**Goal of the exercise**
Starting at the line that contains "Where can the house in" and ending at the last line of the records, copy those lines with "pixel coordinates" swapped for "image coordinates" and nothing else changed.
++++ Items ++++
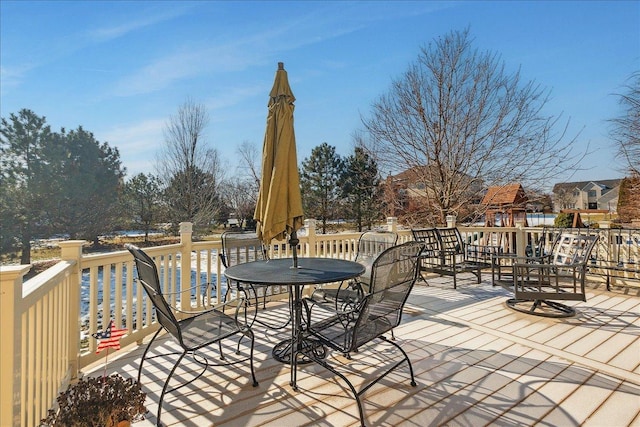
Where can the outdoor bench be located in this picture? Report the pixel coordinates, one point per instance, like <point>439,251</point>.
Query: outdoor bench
<point>445,253</point>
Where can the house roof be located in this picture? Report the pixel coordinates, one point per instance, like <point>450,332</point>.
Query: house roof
<point>510,194</point>
<point>608,183</point>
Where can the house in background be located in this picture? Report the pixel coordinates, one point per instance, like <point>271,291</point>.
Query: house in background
<point>587,195</point>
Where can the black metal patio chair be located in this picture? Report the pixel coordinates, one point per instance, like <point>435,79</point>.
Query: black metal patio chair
<point>193,333</point>
<point>540,283</point>
<point>393,274</point>
<point>370,245</point>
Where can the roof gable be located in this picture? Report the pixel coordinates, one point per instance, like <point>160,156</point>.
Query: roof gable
<point>510,194</point>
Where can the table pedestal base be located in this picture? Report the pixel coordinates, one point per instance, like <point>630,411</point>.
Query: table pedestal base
<point>282,351</point>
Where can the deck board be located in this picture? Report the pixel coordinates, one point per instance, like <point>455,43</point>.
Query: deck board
<point>476,363</point>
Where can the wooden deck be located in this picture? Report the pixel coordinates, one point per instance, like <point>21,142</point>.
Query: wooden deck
<point>476,363</point>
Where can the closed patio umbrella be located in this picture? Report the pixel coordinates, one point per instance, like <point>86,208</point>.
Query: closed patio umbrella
<point>279,208</point>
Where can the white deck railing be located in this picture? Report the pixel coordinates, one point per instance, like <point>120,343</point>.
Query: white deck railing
<point>47,321</point>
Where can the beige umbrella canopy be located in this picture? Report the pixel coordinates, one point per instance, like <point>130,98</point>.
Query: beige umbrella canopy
<point>279,209</point>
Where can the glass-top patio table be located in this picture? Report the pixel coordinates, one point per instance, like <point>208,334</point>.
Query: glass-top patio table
<point>310,271</point>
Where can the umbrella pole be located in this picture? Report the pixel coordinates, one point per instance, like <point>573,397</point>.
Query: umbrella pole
<point>293,242</point>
++++
**Worked answer**
Where can the house in background be located in this picture? Report the image coordinates, one point per instance, like <point>271,291</point>.
Query: house in background
<point>587,195</point>
Where can the black metal patio chair be located in this picture? Report the image coordinates, one point per instance, like <point>435,79</point>.
Query: black metal patio chair
<point>193,333</point>
<point>540,283</point>
<point>393,274</point>
<point>370,245</point>
Where can the roof gable be located in this picture? Report the image coordinates, one point per instance, like <point>160,156</point>.
Query: roof gable
<point>510,194</point>
Where can the table pedestal base be located in this picture? Report the image coordinates, one point per instance, like <point>630,411</point>.
Query: table pedestal base
<point>282,351</point>
Where can the deck board be located in this picture? Report the image coordinates, one point per instance, like <point>455,43</point>.
Query: deck board
<point>476,363</point>
Where can the wooden deck be located in this picture? Report the image coordinates, one point per instance, like <point>21,142</point>.
Query: wooden deck
<point>476,363</point>
Where can the closed patio umbrella be located in this picture? Report the image coordinates, one point per instance, like <point>86,208</point>.
Query: closed patio umbrella
<point>279,208</point>
Where can the white deck railing be located in this picture? Report the image coordinates, one point per instance, like <point>120,343</point>.
Query: white deck railing
<point>47,321</point>
Where can the beige umbrella canopy be located in this picture? Report the image coordinates, one point per instance, like <point>130,98</point>.
Query: beige umbrella canopy
<point>279,209</point>
Where can the glass-top patio table be located in this picture? Report the image coordinates, one point per instance, like <point>208,334</point>.
Query: glass-top patio table
<point>310,271</point>
Where can the umbrella pole be located in this picture? Report the image coordinates, one point per instance, like <point>573,397</point>.
Query: umbrella pole
<point>293,242</point>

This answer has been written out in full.